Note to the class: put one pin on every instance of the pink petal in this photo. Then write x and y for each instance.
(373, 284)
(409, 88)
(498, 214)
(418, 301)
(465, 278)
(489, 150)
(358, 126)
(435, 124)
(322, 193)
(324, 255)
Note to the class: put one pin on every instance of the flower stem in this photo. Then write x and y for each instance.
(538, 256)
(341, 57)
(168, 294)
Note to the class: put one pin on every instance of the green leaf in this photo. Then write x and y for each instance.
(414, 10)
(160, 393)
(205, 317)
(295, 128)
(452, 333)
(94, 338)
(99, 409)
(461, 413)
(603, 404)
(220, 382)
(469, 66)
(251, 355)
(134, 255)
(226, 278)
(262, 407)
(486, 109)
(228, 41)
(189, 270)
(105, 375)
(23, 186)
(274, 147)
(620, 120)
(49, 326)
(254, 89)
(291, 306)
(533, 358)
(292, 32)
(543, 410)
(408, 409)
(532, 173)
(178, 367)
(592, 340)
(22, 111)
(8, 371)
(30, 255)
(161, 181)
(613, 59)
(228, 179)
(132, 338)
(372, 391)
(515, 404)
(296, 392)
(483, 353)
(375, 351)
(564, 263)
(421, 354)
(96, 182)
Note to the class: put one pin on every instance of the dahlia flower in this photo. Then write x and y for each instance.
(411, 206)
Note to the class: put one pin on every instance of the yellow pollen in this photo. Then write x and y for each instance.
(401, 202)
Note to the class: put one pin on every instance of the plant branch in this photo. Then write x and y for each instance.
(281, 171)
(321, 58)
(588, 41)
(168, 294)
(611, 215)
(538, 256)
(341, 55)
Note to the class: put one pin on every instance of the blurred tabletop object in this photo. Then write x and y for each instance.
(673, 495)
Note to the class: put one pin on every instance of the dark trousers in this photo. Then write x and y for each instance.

The request => Write out the entries in full, exactly as given.

The result =>
Note to the class: put one pin on every instance of the pink petal in this photo. Then write x and y for each instance.
(373, 284)
(409, 88)
(498, 214)
(418, 301)
(465, 278)
(489, 150)
(358, 126)
(435, 124)
(322, 193)
(324, 255)
Note to the class: put one pin on every instance of the flower stem in this photo. Then write x and y for each instance.
(538, 256)
(341, 57)
(168, 294)
Note to the class: put one pin on every instance of the green leaf in this photo. Then write x and y for each instance.
(414, 10)
(160, 393)
(205, 317)
(295, 128)
(452, 333)
(94, 338)
(99, 409)
(461, 413)
(603, 404)
(220, 382)
(469, 66)
(251, 355)
(134, 255)
(226, 278)
(262, 407)
(486, 109)
(228, 41)
(189, 270)
(105, 375)
(23, 186)
(274, 147)
(620, 120)
(49, 326)
(254, 89)
(291, 306)
(533, 358)
(292, 32)
(543, 410)
(408, 409)
(532, 173)
(178, 367)
(592, 340)
(22, 111)
(8, 371)
(30, 255)
(161, 181)
(613, 59)
(228, 179)
(132, 338)
(372, 391)
(515, 404)
(296, 392)
(483, 353)
(375, 351)
(564, 263)
(421, 354)
(96, 182)
Note to the class: put one pin on every instance of the dahlia flower in this photo. Then write x and y for each instance.
(411, 206)
Note to the class: put one pin on every instance of the yellow pollen in this photo. Then write x and y for each instance.
(401, 202)
Note to the class: put one pin on every instance of the plant branch in this photo. Then write x and y for each instance.
(281, 171)
(321, 58)
(588, 41)
(168, 294)
(611, 215)
(538, 256)
(341, 55)
Note to the class: put one pin on every instance of the blurred tabletop object in this photo. Then write x and y for each instance.
(673, 495)
Note to the class: put one pin on every instance of the dark trousers in this photo. Then write x and y for each instance.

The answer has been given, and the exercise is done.